▶ **TASK TO CARRY OUT**:
What is needed is an exact copy of every record below.
——————————
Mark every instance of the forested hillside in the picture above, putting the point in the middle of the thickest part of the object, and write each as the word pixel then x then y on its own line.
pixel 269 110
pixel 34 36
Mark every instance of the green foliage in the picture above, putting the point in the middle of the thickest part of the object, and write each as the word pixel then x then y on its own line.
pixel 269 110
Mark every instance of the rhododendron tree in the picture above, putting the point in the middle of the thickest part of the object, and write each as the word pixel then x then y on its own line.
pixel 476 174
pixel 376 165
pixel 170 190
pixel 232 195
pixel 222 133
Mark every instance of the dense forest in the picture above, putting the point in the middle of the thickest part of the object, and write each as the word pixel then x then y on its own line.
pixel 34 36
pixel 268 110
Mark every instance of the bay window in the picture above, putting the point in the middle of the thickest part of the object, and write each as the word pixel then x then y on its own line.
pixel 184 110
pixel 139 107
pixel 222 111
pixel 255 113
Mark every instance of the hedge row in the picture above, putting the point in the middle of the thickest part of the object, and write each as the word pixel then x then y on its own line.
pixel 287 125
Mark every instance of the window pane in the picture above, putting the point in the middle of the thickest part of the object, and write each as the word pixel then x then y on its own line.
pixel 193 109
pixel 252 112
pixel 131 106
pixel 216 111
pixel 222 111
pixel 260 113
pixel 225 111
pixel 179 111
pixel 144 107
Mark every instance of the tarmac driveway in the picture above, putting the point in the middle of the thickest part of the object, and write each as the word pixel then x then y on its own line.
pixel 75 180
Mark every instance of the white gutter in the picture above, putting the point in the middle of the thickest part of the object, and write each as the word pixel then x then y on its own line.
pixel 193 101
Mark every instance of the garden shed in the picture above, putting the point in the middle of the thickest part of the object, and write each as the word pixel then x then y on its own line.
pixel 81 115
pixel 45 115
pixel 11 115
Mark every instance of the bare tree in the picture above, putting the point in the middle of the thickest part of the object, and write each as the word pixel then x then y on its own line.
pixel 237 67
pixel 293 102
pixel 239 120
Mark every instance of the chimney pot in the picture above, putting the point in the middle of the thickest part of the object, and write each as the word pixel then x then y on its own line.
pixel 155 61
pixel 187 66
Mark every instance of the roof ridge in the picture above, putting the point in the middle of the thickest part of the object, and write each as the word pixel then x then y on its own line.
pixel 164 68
——————————
▶ **RESULT**:
Mark every instance of the forested hillside in the picture above, putting the point in the middle of the thickest part of the object, and write each as the word pixel then x then y on its own line.
pixel 269 110
pixel 34 36
Mark every instance of the green foliage in the picture above, putting the point in the middle of the thickest part of the object, and write each as the word pixel then x then y on its own line.
pixel 269 110
Mark every instance of the rhododendron tree in the picture above, putting the point in the middle of the thickest part of the object, and write each as the word pixel then x then y on its own line.
pixel 476 174
pixel 376 165
pixel 170 190
pixel 232 195
pixel 222 133
Mark every instance of the dense forest in the picture above, putting the point in the middle of the thickest part of the object, and write each as the word pixel then x then y on its own line.
pixel 34 36
pixel 268 110
Mark every instance of the bay window in the picture above, putting the point in the middle of the thickest part of the object, and write each as the word pixel then x then y on its own line.
pixel 184 110
pixel 139 107
pixel 222 111
pixel 255 113
Mark every instance of the hedge row in the picture above, putting the point in the middle of the thickest part of the object, and write each as the word pixel then x then y on its own line.
pixel 287 125
Mark every instance of the window pane in the picture above, putting the point in the middle of the thickest part of the object, and write each as the word pixel then x then y on its own line.
pixel 193 109
pixel 252 112
pixel 131 106
pixel 216 111
pixel 222 111
pixel 260 113
pixel 225 111
pixel 179 111
pixel 144 107
Mark every instance of the tarmac driveway in the picture above, putting the point in the middle of the thickest part of the object, and write each as the word pixel then x then y on its own line.
pixel 75 180
Mark every instance of the white gutter in the picture above, putting the point in the middle of the thickest part of the object, and write each as the word pixel then x then y on its own line.
pixel 193 101
Mark every instance of the garden shed in the picture above, putting the point in the middle of the thickest part of the object, and write each as the word pixel then x then y on its own line.
pixel 81 115
pixel 45 115
pixel 11 115
Mark every instance of the bare tree in the picture above, putting the point in the middle of the thickest part of the object, and write each as the word pixel then x then y on its own line.
pixel 237 67
pixel 293 102
pixel 239 120
Mark every instance of the chimney pot in the picture above, putting the point in the middle of the thickest part of the object, and write each as the word pixel then x then y on its own line.
pixel 155 61
pixel 187 66
Mark every instance of the roof ridge in the picture above, putting the point in the middle of the thickest part of the object, and write each as the word pixel then x then y on its own line.
pixel 164 68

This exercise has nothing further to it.